§ EXERCISE MATERIAL:
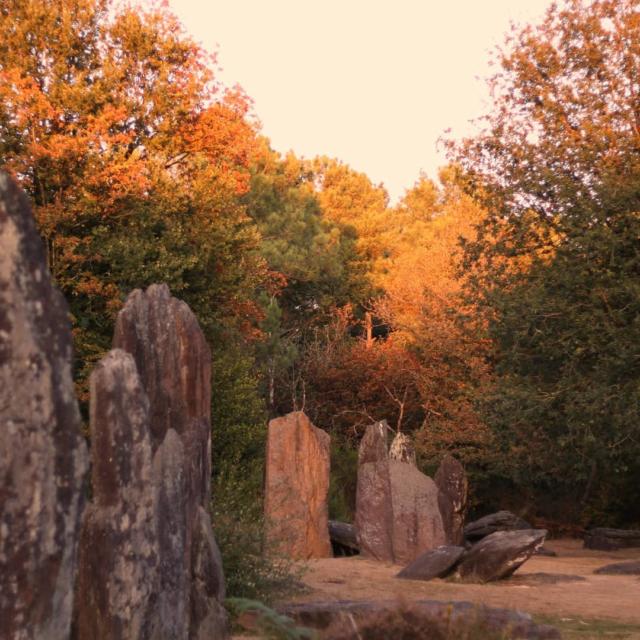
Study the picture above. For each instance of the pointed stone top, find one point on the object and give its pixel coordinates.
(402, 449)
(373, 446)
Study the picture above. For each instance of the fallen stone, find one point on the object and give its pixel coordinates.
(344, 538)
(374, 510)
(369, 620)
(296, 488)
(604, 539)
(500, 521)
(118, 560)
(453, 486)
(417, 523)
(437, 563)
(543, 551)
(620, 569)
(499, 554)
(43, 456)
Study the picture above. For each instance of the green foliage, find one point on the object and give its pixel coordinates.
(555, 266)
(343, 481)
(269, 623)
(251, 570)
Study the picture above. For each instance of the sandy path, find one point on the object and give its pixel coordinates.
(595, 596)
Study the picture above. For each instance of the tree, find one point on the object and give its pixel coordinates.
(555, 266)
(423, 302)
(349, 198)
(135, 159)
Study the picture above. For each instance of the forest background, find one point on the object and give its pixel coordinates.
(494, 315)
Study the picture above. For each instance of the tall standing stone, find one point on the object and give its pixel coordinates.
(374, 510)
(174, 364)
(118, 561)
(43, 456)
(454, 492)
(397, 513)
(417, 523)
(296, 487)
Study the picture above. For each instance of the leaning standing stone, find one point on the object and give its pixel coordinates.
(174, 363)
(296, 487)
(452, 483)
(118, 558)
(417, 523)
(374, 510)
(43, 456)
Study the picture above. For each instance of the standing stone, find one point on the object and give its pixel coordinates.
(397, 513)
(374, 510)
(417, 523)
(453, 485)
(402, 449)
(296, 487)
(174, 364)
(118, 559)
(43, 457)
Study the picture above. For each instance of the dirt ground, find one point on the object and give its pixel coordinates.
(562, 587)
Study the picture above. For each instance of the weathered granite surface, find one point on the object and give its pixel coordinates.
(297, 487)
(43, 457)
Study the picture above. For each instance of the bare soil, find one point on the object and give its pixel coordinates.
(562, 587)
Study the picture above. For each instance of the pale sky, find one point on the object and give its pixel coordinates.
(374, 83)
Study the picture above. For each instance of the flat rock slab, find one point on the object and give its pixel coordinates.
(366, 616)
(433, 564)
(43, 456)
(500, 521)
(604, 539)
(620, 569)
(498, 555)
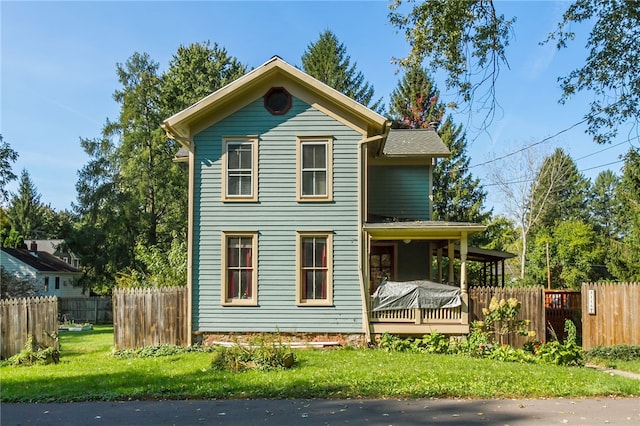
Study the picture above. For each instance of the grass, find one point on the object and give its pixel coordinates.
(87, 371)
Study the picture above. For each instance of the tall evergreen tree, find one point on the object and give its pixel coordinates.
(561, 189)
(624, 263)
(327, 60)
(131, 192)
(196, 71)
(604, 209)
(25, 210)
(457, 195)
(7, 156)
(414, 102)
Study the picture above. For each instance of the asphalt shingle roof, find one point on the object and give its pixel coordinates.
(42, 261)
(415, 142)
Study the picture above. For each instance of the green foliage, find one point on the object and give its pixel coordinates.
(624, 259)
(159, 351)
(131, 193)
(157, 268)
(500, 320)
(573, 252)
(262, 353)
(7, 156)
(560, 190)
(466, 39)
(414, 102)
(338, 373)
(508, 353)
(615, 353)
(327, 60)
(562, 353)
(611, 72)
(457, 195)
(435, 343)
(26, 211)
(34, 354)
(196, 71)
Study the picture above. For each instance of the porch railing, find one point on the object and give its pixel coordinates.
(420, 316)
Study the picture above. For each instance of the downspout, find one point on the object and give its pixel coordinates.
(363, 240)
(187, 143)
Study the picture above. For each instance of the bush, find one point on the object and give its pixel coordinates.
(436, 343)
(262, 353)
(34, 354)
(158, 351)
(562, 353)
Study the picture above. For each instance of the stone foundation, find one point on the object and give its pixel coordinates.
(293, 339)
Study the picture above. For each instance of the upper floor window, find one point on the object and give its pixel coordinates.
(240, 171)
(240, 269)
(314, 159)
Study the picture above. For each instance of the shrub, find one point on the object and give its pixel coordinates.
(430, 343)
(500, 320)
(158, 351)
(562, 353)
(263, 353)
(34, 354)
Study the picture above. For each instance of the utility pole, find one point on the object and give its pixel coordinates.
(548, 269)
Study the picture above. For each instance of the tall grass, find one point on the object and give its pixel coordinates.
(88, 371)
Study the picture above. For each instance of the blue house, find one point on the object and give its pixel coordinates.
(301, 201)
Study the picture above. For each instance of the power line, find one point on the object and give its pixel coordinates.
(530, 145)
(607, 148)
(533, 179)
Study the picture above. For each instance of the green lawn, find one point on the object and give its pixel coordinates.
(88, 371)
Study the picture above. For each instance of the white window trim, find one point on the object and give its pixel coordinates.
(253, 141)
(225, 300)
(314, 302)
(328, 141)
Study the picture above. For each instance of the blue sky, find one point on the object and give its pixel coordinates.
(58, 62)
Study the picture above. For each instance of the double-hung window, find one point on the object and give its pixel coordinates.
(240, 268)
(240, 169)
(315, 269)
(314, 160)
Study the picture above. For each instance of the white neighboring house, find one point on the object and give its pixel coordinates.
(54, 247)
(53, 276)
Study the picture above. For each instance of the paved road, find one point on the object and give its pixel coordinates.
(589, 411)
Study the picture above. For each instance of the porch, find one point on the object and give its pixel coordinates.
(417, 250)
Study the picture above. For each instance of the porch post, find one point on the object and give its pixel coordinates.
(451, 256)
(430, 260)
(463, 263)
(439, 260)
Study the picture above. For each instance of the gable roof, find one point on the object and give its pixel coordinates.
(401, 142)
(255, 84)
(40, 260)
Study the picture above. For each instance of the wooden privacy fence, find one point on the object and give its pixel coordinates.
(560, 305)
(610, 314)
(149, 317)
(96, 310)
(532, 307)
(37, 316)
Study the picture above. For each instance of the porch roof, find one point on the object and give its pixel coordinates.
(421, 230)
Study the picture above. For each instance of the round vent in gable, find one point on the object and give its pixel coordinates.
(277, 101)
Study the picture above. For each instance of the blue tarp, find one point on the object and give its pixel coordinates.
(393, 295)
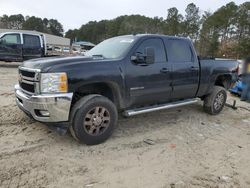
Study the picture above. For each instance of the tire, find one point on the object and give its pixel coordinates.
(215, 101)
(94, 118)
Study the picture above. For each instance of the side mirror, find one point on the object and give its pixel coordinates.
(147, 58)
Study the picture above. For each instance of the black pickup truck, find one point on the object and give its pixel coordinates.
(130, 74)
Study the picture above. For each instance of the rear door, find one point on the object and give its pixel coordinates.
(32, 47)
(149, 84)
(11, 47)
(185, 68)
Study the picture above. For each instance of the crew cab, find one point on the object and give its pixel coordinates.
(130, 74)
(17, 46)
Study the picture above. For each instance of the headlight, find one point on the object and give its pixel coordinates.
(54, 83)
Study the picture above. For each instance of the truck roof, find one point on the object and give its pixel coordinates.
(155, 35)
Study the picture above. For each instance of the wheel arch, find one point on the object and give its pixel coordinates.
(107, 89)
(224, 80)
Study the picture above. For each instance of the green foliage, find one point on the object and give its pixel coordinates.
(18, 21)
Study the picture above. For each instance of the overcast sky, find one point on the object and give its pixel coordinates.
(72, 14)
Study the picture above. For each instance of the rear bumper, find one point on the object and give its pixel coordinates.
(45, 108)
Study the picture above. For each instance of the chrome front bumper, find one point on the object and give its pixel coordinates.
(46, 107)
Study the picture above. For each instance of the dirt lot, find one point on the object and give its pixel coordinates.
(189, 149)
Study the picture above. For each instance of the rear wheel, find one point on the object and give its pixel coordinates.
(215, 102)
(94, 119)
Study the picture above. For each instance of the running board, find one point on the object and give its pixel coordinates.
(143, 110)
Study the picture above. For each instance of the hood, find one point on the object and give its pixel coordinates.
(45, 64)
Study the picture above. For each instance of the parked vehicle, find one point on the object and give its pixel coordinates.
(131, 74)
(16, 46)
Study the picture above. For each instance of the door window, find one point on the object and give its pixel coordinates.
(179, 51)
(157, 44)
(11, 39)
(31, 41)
--
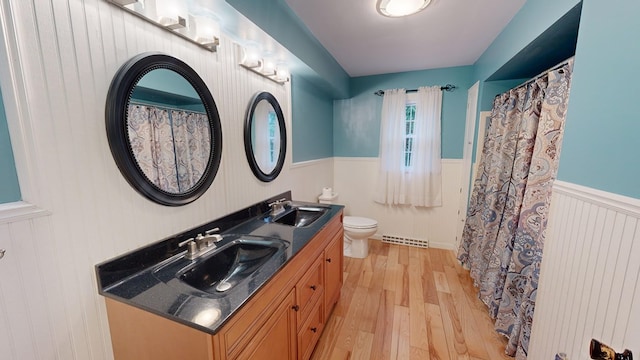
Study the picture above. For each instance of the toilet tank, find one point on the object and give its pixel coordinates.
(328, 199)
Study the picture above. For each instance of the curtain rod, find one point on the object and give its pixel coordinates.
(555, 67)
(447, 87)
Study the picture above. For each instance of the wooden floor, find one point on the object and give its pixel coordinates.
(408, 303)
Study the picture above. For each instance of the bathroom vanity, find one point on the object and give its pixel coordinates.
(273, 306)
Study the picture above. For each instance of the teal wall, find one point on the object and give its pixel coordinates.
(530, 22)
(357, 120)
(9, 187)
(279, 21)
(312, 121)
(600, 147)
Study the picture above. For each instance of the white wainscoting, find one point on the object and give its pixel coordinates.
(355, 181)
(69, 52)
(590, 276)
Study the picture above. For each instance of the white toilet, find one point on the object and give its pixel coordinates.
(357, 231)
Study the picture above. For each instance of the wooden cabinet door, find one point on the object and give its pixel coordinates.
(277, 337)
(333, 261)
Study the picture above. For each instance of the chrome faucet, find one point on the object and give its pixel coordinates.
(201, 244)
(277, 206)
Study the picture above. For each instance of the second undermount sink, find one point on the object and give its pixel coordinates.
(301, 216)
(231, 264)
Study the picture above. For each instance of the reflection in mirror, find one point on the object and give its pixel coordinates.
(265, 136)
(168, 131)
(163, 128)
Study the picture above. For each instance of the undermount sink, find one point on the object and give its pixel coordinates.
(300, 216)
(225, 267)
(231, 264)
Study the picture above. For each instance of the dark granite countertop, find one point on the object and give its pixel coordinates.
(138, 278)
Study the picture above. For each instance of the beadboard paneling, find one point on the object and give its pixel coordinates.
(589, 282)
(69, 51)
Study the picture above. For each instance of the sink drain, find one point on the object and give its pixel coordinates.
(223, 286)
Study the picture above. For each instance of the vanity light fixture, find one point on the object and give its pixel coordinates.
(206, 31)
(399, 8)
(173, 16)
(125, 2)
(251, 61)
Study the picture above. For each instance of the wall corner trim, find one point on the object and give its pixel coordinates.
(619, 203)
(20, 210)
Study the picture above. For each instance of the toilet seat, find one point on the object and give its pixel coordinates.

§ EXERCISE AIM:
Tally the lines in the records above that contain the string "grass", counting only matches with the same uppercase and lowercase letters. Reply with the number alone.

§ TASK RESULT:
2